▶ [TASK BRIEF]: Copy out, from the data below, each line in which the word "element" occurs.

⁂

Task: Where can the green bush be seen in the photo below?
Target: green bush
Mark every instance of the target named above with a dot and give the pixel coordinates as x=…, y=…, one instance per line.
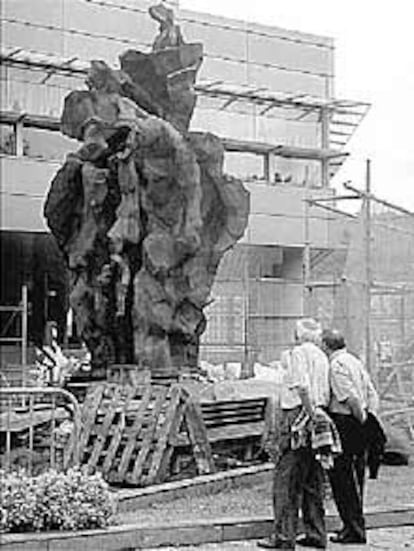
x=54, y=501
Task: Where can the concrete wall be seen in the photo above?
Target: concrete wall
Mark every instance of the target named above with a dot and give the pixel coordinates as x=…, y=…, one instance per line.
x=235, y=52
x=277, y=212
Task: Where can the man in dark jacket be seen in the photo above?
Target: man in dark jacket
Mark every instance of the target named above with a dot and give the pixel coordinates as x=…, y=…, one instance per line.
x=352, y=396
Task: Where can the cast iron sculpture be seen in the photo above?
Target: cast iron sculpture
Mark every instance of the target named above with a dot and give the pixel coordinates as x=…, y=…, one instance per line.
x=142, y=210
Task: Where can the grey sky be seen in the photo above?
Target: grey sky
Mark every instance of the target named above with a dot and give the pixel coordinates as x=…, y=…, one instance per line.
x=374, y=63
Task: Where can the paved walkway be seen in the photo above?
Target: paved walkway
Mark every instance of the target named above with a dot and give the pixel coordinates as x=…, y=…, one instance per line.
x=400, y=538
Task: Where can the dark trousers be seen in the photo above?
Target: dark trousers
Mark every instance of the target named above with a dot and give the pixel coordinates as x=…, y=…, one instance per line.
x=348, y=475
x=298, y=482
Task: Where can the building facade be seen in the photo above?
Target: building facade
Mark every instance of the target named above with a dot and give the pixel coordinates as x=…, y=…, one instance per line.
x=268, y=92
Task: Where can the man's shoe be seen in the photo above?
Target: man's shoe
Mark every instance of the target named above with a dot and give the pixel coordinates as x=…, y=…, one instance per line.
x=273, y=543
x=348, y=538
x=306, y=541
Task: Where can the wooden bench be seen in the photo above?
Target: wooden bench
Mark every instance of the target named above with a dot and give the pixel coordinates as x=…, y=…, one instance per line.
x=230, y=420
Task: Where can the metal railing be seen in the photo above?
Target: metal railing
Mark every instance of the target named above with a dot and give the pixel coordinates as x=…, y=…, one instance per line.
x=18, y=424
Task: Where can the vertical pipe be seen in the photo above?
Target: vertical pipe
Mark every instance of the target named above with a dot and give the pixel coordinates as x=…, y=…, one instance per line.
x=31, y=433
x=246, y=308
x=307, y=256
x=24, y=324
x=8, y=435
x=368, y=270
x=52, y=433
x=325, y=145
x=18, y=135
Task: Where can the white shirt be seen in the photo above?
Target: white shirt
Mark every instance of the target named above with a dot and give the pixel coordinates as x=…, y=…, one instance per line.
x=349, y=378
x=306, y=367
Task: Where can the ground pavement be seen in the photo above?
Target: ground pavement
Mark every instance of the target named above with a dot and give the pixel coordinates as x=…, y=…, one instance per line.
x=400, y=538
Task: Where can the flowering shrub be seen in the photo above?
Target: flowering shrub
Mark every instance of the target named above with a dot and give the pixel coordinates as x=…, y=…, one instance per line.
x=54, y=501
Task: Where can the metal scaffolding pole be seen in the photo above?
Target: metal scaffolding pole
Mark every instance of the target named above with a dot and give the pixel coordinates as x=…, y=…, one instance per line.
x=368, y=270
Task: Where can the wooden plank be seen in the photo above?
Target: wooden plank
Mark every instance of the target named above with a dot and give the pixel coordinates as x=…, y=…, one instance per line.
x=197, y=434
x=136, y=429
x=234, y=404
x=117, y=436
x=229, y=432
x=162, y=437
x=148, y=435
x=235, y=420
x=89, y=409
x=176, y=424
x=102, y=429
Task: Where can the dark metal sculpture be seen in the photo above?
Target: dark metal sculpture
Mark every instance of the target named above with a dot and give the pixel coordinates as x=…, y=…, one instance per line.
x=142, y=211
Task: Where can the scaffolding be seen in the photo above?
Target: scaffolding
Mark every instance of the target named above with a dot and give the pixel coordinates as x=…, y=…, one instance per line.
x=14, y=325
x=371, y=295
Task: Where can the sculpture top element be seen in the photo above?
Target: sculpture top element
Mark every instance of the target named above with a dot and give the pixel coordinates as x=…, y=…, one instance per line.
x=170, y=34
x=142, y=210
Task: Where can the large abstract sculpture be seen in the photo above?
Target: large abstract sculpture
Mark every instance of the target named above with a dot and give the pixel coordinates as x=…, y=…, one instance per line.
x=142, y=211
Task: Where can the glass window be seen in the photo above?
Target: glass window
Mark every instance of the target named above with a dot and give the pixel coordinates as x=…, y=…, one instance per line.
x=7, y=139
x=247, y=166
x=292, y=55
x=297, y=172
x=46, y=144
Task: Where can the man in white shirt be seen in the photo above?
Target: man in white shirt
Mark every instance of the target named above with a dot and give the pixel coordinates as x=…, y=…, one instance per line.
x=352, y=396
x=298, y=477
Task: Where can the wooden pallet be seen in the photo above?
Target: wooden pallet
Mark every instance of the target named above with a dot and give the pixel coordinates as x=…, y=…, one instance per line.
x=127, y=431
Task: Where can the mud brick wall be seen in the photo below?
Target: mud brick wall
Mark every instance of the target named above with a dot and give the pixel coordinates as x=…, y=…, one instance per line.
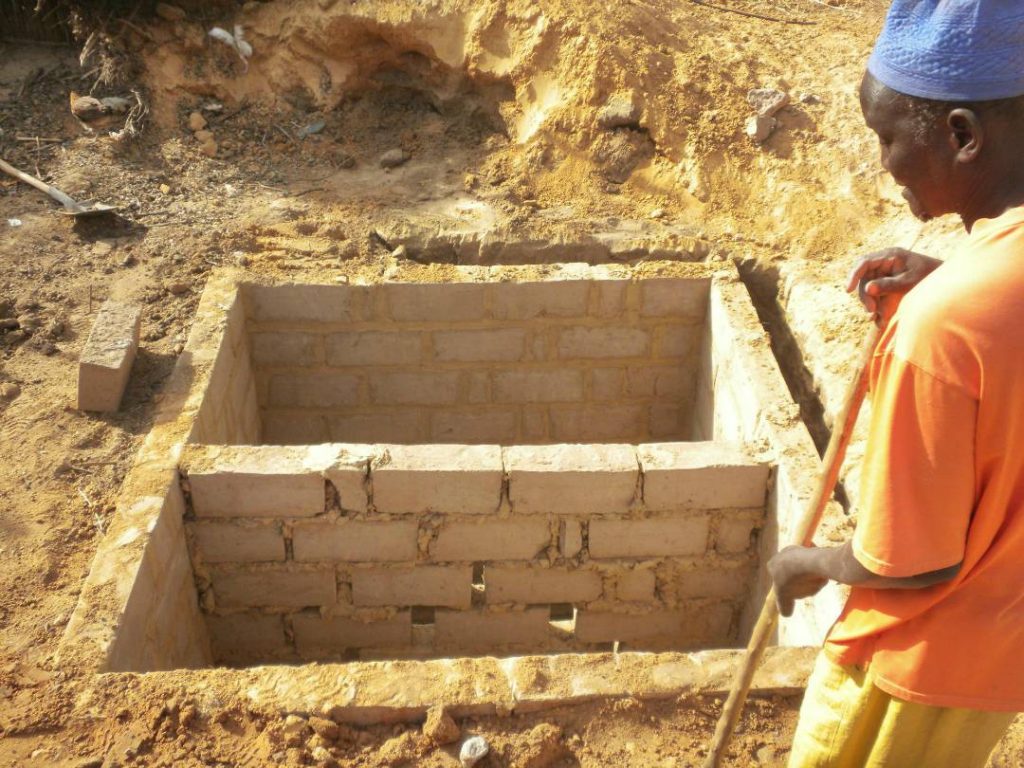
x=161, y=627
x=506, y=363
x=341, y=551
x=229, y=413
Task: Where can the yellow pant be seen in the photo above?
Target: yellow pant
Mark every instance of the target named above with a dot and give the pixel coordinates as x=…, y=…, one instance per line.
x=847, y=722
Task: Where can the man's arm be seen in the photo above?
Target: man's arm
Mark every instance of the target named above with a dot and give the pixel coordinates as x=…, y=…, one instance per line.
x=802, y=571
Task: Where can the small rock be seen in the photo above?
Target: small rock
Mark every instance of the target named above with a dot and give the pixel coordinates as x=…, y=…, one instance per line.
x=394, y=158
x=766, y=101
x=55, y=329
x=325, y=728
x=439, y=727
x=170, y=12
x=323, y=757
x=621, y=111
x=473, y=751
x=176, y=288
x=759, y=128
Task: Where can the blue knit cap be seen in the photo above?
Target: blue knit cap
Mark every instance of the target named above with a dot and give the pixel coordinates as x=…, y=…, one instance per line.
x=952, y=50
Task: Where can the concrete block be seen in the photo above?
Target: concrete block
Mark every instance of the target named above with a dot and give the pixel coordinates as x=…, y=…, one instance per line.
x=478, y=386
x=666, y=382
x=349, y=541
x=610, y=297
x=417, y=389
x=473, y=426
x=700, y=475
x=392, y=425
x=539, y=386
x=606, y=383
x=421, y=585
x=313, y=390
x=675, y=297
x=677, y=342
x=529, y=300
x=571, y=479
x=484, y=631
x=453, y=479
x=292, y=428
x=374, y=348
x=656, y=537
x=348, y=470
x=247, y=638
x=274, y=588
x=636, y=585
x=498, y=345
x=228, y=542
x=727, y=582
x=255, y=481
x=280, y=349
x=298, y=303
x=441, y=302
x=589, y=343
x=570, y=538
x=734, y=534
x=317, y=636
x=516, y=539
x=537, y=586
x=669, y=421
x=598, y=423
x=107, y=359
x=601, y=627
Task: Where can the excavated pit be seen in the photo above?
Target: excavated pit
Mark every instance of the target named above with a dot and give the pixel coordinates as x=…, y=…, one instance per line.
x=597, y=460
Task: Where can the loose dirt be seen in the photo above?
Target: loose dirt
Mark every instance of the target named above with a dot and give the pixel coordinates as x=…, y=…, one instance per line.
x=497, y=105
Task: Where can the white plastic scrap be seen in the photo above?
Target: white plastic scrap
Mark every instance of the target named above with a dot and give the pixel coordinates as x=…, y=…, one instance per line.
x=237, y=41
x=473, y=751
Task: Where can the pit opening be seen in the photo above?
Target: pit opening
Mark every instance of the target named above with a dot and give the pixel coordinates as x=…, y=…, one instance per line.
x=481, y=467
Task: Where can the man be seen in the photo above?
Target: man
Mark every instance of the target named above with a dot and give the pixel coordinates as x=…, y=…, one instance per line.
x=924, y=668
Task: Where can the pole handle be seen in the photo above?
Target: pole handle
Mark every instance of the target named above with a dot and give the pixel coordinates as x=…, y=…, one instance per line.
x=804, y=534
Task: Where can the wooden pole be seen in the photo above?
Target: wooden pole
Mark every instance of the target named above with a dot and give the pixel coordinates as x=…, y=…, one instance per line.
x=765, y=627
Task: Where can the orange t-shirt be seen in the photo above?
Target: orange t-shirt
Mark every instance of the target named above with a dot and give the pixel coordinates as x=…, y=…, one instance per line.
x=943, y=483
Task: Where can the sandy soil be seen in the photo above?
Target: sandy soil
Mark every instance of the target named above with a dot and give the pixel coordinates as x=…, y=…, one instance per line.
x=497, y=104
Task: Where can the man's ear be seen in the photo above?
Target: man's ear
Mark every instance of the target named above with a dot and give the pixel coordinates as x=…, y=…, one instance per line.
x=966, y=134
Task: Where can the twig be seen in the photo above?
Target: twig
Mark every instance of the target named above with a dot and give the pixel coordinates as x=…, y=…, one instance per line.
x=218, y=119
x=801, y=22
x=823, y=4
x=141, y=32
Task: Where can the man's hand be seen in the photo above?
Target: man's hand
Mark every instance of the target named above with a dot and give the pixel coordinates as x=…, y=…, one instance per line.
x=795, y=573
x=884, y=276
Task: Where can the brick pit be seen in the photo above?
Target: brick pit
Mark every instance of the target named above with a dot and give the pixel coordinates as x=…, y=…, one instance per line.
x=598, y=459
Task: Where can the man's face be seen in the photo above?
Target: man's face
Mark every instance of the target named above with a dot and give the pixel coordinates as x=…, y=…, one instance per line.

⁂

▶ [RESPONSE TO THE TASK]:
Task: Where can the sculpture top element be seen in the photo above?
Target: sculpture top element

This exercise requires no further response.